→ Your instructions: The required result is the exact run of lines beginning at the one containing "like x=329, y=514." and ending at the last line of the entries.

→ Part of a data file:
○ ○ ○ ○

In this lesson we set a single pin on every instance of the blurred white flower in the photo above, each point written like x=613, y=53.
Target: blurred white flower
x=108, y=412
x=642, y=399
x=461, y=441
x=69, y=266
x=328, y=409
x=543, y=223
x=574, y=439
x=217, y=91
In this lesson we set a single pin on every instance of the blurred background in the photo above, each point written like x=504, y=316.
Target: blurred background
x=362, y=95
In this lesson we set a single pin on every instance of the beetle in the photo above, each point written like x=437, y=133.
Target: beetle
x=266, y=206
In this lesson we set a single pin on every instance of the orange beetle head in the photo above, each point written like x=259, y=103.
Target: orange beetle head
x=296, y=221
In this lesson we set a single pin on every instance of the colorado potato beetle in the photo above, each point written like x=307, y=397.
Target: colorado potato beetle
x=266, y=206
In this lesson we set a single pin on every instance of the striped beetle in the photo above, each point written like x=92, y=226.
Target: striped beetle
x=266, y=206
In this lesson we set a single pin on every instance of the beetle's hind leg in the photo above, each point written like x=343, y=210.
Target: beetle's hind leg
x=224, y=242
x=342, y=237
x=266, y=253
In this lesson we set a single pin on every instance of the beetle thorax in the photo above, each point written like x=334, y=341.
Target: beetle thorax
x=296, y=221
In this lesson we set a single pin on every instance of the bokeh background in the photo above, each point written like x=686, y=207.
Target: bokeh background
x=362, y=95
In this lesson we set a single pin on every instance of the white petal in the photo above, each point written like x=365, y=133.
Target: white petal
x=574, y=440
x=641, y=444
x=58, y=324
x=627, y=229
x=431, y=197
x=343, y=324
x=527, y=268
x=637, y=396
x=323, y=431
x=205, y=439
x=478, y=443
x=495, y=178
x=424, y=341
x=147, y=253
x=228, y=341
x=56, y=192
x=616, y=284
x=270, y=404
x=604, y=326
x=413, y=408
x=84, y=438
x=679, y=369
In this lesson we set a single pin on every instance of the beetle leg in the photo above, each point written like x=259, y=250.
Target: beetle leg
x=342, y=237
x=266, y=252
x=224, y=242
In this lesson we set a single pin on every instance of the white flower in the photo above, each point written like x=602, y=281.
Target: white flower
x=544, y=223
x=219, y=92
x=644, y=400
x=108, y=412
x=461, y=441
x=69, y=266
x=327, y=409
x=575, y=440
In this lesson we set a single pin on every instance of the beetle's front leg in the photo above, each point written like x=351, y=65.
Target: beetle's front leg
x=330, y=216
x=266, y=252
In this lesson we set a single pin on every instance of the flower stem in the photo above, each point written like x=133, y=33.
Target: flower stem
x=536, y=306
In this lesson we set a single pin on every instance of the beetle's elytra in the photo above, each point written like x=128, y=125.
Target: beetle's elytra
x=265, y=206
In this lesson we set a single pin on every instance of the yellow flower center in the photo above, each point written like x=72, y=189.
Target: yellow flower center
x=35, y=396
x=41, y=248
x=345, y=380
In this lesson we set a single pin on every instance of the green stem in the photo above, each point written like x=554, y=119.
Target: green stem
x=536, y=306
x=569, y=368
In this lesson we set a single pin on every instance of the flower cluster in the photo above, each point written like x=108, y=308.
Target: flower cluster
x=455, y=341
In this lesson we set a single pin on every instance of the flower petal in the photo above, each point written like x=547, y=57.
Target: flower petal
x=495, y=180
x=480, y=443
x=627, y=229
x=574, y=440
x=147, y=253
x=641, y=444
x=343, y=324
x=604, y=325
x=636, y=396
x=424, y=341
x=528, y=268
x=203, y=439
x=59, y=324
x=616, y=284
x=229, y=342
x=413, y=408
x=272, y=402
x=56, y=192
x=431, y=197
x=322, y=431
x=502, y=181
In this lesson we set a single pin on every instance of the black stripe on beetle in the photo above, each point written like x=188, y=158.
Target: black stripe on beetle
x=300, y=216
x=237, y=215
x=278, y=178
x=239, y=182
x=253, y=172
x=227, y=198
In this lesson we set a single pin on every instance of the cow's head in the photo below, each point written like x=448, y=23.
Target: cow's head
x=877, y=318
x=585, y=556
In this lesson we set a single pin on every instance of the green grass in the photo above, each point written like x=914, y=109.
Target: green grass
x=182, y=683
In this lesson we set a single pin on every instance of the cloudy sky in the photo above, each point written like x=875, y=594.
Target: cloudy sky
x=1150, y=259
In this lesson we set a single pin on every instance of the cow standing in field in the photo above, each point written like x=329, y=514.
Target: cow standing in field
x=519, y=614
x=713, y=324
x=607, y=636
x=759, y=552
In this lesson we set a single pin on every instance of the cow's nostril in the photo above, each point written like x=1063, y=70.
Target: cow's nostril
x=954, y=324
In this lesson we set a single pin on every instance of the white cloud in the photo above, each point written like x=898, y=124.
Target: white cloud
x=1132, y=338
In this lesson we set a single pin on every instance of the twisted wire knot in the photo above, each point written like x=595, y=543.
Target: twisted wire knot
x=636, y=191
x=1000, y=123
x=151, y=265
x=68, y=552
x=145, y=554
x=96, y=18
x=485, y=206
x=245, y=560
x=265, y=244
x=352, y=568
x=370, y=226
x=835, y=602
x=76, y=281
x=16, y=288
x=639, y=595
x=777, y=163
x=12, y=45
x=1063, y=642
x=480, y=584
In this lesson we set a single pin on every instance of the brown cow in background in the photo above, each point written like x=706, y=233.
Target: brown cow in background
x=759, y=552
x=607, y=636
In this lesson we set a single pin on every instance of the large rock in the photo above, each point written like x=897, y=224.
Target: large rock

○ ○ ○ ○

→ Solution for this problem:
In this lesson we set a single pin on every instance of the cow standing in field in the photo above, each point written like x=329, y=514.
Target: cow standing in field
x=519, y=614
x=713, y=324
x=607, y=636
x=759, y=552
In this lesson we set a single pin on every instance of the cow's nostril in the photo above, each point written like x=1063, y=70.
Target: cow's nostril
x=954, y=324
In this lesson we set a single pin on every instance of the white cloud in the photo above, each point written like x=898, y=124.
Target: white cloud
x=1132, y=338
In this lesson we set a single pin on every instance of the twisted wire knot in the photo above, each point written like x=595, y=543.
Target: twisted wire knot
x=636, y=191
x=1000, y=123
x=151, y=265
x=68, y=552
x=145, y=554
x=96, y=18
x=485, y=206
x=245, y=560
x=265, y=244
x=352, y=568
x=370, y=226
x=835, y=602
x=76, y=281
x=16, y=288
x=639, y=595
x=777, y=163
x=12, y=45
x=1063, y=642
x=480, y=584
In this lesson we set a single pin on every instance of the brown cow in background in the photo above, each point written like x=706, y=233.
Target: brown cow in background
x=759, y=552
x=607, y=636
In this lesson we set a single pin on every instance of the large rock in the photo above, each point written like x=897, y=224.
Target: large rock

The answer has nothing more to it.